Actions to take:
1) From the passage on escapism, extract the words beginning at "There are the" and stopping after "spoke the quietist.".
2) List every pursuit that the passage on escapism names as a delight one can escape into.

But why not appreciate whatever good presents itself in any situation?

The Quietist on the Delights of Escapism

There are the undeniable and readily accessible delights of escapism into scholarship, and science, and research and inquiry of all sorts.  When 'reality' becomes too much to bear, what is wrong with retreating into an ivory tower?  Who can rightfully begrudge us our right to peace and quiet and happiness?

You say that there are more pressing concerns than the nature and extent of the influence of Avicenna on Aquinas' De Ente et Essentia?  No doubt.  But do you really believe that your becoming hot and bothered over these 'pressing concerns' will lead to any improvement?  Are you sure about that?  And isn't your political activism your mode of escape from something or other?  I like peace and quiet; you like 'drama' and contention.  To each his own.

Thus spoke the quietist.

Should a Philosopher Care about the Political Situation?

Extracted information:
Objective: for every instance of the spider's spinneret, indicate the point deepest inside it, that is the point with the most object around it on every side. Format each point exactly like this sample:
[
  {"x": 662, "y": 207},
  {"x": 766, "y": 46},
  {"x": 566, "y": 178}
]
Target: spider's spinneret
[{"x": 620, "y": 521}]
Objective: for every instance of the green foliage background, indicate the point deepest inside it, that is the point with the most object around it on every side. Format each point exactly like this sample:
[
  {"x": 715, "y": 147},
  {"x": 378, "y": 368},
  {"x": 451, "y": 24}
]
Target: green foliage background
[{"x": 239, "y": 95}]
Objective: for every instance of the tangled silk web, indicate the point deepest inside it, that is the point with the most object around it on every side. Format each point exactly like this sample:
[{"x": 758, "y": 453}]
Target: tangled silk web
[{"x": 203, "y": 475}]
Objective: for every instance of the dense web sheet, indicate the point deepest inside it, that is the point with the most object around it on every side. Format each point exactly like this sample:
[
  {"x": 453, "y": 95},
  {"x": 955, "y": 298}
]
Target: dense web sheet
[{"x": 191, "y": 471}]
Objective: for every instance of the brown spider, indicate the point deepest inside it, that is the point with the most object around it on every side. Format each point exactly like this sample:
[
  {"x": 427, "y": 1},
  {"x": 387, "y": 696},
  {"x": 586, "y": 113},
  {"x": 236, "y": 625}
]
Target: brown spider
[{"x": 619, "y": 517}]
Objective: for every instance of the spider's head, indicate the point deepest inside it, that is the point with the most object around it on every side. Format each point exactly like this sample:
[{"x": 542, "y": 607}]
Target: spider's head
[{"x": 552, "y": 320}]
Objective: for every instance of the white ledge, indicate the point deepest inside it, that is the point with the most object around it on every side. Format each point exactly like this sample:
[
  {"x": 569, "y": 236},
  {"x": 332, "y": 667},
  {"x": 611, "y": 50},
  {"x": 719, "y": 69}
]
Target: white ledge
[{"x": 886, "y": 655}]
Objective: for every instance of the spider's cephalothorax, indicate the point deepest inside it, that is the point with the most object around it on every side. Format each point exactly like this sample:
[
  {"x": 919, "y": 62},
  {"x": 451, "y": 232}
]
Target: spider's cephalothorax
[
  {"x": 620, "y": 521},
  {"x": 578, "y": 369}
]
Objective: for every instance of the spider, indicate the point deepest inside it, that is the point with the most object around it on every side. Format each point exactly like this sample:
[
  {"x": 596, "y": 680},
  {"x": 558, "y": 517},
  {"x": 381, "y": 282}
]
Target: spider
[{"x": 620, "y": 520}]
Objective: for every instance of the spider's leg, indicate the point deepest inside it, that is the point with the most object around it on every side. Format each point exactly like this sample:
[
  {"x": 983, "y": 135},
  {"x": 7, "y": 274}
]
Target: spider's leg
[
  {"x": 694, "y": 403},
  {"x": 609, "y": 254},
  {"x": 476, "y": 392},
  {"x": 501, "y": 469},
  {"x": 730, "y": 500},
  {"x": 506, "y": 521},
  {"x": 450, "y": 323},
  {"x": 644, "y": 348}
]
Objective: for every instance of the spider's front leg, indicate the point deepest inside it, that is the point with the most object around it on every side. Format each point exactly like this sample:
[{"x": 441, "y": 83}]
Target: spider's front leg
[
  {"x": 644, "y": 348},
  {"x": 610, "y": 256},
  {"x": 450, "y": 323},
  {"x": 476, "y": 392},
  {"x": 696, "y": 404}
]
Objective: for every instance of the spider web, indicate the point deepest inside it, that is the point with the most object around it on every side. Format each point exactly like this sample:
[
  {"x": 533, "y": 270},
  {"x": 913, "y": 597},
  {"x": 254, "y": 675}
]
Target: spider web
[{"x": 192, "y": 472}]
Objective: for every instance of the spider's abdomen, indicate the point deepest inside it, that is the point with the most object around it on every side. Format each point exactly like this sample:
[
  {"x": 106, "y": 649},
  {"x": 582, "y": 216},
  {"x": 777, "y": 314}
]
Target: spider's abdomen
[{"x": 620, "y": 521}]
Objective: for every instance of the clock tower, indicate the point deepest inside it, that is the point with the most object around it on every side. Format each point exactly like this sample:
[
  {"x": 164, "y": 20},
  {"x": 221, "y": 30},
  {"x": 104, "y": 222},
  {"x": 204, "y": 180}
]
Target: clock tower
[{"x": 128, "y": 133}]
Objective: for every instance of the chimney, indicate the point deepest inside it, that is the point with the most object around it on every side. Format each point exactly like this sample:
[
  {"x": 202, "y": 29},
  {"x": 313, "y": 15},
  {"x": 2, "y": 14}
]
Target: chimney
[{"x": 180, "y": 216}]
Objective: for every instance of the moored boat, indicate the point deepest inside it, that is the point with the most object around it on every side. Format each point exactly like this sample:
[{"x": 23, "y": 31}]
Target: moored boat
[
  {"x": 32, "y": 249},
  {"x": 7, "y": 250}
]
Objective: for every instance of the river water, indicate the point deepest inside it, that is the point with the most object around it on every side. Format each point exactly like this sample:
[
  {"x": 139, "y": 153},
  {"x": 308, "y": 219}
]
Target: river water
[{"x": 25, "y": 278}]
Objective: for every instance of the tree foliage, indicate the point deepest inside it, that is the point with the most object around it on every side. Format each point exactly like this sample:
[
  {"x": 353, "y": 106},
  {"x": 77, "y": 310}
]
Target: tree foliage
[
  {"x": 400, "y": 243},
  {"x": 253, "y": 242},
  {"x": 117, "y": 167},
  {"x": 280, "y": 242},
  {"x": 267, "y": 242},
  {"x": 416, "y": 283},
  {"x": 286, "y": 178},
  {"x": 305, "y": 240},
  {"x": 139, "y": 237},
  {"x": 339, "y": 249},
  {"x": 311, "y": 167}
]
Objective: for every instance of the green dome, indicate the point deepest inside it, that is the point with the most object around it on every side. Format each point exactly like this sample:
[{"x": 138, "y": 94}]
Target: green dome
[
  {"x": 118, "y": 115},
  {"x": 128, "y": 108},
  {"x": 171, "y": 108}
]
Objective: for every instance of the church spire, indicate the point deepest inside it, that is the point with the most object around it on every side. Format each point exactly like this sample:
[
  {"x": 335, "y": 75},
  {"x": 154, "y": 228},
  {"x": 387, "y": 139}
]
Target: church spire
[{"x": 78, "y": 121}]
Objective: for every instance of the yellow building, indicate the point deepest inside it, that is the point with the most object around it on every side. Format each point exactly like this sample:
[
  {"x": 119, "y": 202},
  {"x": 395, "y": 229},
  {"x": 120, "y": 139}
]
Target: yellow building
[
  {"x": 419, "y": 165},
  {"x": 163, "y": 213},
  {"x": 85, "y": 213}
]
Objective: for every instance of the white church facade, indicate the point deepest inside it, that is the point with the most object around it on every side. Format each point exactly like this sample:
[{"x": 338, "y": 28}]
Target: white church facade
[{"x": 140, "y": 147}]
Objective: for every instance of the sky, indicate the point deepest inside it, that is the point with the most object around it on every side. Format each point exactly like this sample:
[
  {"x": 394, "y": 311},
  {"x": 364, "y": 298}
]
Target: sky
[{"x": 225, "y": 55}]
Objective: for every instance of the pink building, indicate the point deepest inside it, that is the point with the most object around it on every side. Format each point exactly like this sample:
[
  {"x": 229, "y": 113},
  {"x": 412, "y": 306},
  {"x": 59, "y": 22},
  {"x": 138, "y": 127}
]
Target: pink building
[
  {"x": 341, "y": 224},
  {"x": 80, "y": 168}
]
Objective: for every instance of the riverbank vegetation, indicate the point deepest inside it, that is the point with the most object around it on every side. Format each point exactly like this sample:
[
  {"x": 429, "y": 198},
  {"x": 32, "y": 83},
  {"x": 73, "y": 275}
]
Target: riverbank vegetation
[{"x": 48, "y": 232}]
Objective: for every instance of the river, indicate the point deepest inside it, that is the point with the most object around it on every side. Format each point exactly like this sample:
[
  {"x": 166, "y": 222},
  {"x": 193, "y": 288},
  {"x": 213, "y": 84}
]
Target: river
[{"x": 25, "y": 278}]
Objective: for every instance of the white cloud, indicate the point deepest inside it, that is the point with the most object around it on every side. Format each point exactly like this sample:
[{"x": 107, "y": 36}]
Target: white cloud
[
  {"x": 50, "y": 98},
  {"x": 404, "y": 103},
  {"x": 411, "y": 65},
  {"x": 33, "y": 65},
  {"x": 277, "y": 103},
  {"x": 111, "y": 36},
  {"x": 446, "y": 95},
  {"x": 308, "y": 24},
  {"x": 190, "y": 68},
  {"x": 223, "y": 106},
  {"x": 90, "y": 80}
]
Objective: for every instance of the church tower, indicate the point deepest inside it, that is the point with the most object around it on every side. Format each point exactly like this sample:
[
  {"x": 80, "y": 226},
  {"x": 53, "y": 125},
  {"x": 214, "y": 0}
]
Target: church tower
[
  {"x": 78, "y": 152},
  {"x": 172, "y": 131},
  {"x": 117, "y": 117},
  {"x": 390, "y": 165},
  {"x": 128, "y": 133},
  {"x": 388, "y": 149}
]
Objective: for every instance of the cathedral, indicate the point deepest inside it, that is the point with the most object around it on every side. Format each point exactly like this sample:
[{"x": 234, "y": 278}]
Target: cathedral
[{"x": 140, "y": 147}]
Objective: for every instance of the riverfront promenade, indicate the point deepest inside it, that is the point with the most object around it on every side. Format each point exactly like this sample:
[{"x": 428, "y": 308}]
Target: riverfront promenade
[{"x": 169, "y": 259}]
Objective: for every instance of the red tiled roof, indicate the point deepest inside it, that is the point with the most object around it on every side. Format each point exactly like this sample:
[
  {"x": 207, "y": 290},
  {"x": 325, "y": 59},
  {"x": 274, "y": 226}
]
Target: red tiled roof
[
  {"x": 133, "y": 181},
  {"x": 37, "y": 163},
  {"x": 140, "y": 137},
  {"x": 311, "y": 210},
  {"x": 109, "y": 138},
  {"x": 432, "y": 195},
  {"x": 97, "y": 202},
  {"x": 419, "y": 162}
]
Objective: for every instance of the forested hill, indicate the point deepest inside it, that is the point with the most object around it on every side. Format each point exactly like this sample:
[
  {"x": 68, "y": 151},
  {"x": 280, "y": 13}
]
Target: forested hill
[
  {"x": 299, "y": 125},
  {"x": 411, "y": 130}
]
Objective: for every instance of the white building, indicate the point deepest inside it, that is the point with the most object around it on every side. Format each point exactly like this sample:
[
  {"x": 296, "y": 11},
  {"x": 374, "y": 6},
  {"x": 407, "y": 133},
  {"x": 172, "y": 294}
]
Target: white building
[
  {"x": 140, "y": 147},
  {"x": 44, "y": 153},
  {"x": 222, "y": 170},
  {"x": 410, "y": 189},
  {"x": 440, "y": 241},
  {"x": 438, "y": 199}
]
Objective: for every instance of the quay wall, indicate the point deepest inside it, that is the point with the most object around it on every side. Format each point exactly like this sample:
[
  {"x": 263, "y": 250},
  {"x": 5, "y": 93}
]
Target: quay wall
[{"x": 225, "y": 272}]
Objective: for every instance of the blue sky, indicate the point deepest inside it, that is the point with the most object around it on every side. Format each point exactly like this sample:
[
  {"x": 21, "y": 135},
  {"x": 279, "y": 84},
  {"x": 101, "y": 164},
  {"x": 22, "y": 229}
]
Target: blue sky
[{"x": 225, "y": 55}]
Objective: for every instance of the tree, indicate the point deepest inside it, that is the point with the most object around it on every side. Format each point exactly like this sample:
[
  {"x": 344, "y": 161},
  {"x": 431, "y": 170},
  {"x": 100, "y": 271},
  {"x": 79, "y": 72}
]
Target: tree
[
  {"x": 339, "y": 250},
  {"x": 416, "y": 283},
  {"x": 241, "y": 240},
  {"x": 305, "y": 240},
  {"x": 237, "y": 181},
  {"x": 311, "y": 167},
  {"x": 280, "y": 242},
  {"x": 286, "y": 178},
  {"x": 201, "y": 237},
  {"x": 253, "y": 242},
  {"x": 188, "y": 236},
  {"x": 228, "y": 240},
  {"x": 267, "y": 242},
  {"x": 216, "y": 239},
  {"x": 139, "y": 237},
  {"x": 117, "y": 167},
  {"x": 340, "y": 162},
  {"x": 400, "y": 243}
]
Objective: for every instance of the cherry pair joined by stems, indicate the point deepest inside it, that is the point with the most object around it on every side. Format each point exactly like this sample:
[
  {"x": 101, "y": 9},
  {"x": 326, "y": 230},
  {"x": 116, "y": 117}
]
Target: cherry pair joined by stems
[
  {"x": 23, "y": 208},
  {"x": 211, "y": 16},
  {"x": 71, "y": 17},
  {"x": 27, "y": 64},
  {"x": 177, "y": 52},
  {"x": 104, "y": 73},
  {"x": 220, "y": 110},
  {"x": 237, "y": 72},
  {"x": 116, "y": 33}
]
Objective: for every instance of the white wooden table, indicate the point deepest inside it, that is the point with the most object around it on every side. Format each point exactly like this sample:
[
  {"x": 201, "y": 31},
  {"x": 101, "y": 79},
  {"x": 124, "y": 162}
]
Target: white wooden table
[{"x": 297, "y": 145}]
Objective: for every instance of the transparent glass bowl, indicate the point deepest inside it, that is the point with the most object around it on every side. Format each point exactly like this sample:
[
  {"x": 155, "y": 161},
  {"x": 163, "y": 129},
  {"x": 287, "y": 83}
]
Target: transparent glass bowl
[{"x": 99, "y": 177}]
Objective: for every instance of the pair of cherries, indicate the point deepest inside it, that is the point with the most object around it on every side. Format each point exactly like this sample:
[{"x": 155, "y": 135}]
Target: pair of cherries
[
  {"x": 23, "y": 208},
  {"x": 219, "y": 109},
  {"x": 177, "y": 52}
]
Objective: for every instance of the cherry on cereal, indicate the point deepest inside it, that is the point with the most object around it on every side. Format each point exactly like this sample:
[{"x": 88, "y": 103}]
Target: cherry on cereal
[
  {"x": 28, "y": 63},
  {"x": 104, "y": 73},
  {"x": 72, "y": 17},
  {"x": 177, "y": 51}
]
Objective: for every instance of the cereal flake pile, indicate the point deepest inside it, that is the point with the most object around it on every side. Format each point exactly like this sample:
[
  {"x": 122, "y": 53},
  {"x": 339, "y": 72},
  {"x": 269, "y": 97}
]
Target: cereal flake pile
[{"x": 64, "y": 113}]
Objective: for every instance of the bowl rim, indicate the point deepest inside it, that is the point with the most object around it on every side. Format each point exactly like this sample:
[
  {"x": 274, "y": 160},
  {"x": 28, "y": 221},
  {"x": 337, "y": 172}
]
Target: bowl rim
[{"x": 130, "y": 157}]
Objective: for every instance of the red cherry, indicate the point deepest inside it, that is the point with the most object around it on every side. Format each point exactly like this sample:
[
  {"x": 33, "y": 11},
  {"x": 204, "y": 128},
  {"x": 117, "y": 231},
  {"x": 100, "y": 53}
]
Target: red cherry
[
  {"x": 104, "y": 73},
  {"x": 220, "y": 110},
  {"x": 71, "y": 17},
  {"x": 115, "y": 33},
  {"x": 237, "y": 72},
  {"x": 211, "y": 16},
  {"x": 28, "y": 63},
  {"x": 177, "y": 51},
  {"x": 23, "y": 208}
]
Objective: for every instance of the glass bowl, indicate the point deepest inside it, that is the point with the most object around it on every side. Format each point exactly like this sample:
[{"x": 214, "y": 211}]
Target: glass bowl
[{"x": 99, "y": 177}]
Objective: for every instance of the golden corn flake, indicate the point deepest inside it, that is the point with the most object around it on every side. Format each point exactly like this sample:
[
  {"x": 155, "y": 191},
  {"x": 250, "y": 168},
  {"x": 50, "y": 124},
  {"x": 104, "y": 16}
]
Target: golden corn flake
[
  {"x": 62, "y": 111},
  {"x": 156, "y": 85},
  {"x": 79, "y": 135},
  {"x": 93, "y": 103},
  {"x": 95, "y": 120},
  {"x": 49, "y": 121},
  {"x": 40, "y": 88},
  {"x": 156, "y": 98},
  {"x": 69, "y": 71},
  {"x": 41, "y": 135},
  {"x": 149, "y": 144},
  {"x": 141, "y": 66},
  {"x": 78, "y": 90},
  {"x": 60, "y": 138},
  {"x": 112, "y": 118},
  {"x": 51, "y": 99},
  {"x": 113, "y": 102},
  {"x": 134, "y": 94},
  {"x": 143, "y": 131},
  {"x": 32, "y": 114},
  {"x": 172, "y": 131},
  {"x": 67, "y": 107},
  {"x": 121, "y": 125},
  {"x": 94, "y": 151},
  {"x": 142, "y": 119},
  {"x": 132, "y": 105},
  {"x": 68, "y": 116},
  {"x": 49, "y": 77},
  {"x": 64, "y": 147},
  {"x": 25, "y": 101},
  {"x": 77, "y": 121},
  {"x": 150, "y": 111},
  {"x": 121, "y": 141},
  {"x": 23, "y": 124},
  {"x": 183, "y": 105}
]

Results in order:
1)
There are the undeniable and readily accessible delights of escapism into scholarship, and science, and research and inquiry of all sorts.  When 'reality' becomes too much to bear, what is wrong with retreating into an ivory tower?  Who can rightfully begrudge us our right to peace and quiet and happiness?

You say that there are more pressing concerns than the nature and extent of the influence of Avicenna on Aquinas' De Ente et Essentia?  No doubt.  But do you really believe that your becoming hot and bothered over these 'pressing concerns' will lead to any improvement?  Are you sure about that?  And isn't your political activism your mode of escape from something or other?  I like peace and quiet; you like 'drama' and contention.  To each his own.

Thus spoke the quietist.

2)
scholarship
science
research
inquiry of all sorts